» PROBLEM TO WORK ON: Continue the account of the pre-election Trump rally, picking up after its final sentence.

After several months of living in a corner of liberal America, I knowingly met my second Trump supporter the night before the election, when she collected my $20 to park a car outside a Trump rally. She said she’d vote for him because she couldn’t see a criminal in the White House.
The scene inside the arena was more impressive than the clean-cut enthusiasm at the Obama rally, up the road a few hours earlier. “I think Trump’s going to win,” said my companion, who is also European. It was obvious that this was a far greater possibility than we’d been led to suppose. This rally was impressive, like an arena packed with people demanding mayhem is bound to be. Impressive, like a lot of men swinging chains and clubs taking over your nice cul-de-sac. We struggled to articulate the atmosphere, which was menacing and irrational. It was seedy, being gloomy in there, with dry ice, pot smoke, and colored lights raking the crowd.
Obama’s rally had a bit of a buzz, thanks to him, and also had the feeling of security, and going through the motions. Obama’s act was just slipping into faint pastiche. At Trump’s event people were agitated, and they were bellowing “U! S! A! U! S! A!” “Not fascist at all,” said my German friend. There were a lot of men, but also women, and some people had brought their children. It felt like stumbling into a plot beneath Gotham City, just at the point of its fruition. The doors would be flung open, and these people, the first victims of the scheme, would begin to cleanse the fallen city.
Mike Pence gave a consummate speech. It was completely dishonest, as respects what statistics tell us about this country and the world, the known facts of recent history and of the election, but in the arena it all felt real. The claims of Republican leaders are familiar, but I’d only appreciated in a remote way how consuming and plausible this worldview is to people inside it. The feeling was of burning injustice, of truly outraged decency, of real violation and oppression that they would no longer bear to live in a country governed by a wicked and devious conspiracy, a conspiracy that centred on Hillary Clinton. Their healthcare was being taken, their jobs were being taken. The FBI could never have read all those emails properly in just one week.
When it all goes wrong again for these people, it’s not going to be easy to manage politically.
Trump was late. The weird, vampiric figure of Giuliani dragged itself to the microphone and people started booing, chanting “We! Want! Trump!” They were partly soothed when Pence returned, and turned their chants back into “Lock! Her! Up!” and, “Drain! The! Swamp!”

» ROWS:
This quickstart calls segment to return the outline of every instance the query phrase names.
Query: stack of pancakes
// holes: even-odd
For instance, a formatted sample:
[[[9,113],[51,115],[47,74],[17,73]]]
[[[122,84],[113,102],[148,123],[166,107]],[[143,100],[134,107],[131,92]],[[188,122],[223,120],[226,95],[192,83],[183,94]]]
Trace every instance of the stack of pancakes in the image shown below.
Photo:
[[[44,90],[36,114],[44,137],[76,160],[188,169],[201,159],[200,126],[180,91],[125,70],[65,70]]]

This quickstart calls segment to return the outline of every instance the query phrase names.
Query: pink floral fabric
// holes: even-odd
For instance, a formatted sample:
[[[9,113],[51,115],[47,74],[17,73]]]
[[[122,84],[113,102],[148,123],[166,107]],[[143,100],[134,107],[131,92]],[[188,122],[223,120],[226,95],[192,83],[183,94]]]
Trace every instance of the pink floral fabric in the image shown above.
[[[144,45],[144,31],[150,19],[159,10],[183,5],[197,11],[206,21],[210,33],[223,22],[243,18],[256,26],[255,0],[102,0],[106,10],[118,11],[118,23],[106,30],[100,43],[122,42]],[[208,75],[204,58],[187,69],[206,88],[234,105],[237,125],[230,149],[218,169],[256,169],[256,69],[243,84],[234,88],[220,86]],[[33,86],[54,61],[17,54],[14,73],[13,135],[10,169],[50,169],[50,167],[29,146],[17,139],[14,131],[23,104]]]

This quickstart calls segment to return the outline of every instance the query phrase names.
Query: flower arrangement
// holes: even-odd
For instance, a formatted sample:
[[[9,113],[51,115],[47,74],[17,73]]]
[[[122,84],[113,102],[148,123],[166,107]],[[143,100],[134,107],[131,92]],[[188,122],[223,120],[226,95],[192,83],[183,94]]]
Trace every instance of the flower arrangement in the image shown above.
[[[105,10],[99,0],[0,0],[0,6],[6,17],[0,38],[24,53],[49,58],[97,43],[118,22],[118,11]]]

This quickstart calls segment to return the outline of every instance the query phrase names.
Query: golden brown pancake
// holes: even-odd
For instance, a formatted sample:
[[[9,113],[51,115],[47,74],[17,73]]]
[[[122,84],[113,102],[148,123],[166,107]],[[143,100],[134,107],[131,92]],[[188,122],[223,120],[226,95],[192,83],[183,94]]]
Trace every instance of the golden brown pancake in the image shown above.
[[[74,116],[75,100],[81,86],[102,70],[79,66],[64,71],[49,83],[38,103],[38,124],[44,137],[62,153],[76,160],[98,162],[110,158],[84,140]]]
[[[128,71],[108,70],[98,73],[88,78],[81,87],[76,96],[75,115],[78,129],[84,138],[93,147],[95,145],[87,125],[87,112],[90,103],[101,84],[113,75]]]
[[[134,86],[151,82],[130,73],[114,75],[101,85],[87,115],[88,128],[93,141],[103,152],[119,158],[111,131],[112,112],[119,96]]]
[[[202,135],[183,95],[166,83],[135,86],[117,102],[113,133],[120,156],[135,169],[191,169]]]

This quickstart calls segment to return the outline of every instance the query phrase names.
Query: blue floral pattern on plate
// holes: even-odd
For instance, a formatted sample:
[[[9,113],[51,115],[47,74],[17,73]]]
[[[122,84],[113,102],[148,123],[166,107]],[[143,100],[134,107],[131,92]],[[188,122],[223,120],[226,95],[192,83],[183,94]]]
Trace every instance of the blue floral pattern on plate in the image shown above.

» TASK RESULT:
Trump and his family strode, waving, into this cage fight atmosphere, while the colored lights span. People hooted Ivanka. “Give us a wink, Ivanka,” shouted a boy-child near me. Trump’s speech drew a hellish picture of the “most corrupt” country, which was no longer theirs, which had become their enemy. “What do you have to lose?” he asked. “I’ll be your champion!” And they roared back, “Drain The Swamp! Drain The Swamp!” The genius was appalling. This rapacious crook is leading a movement against everything he personally embodies. Against sending jobs overseas. Against illegal labor. They love him. He’s their man. And it’s a powerful movement. “The good news is, I just heard, there are ten thousand more outside who couldn’t get in,” he told the packed arena.
We left a little early, and there was no one outside except a few brave kids with colored hair, holding signs about how Trump grabs pussy. Behind us came the rest of the crowd. “Take a look at yourselves,”, they told the protestors. “You’re idiots.” “Get a job!”
The famous gulf that divides the two Americas is enormous, between the girl in Manchester who took my twenty dollars on Monday, and the kids in Cambridge who sat in a circle on Wednesday writing down what frightens them on pieces of card. Some held back tears for all the people who are going to die now that Trump’s in charge. Some talked about making “safe spaces.” A safe space means a place where you can say what you think without encountering someone who disagrees with you.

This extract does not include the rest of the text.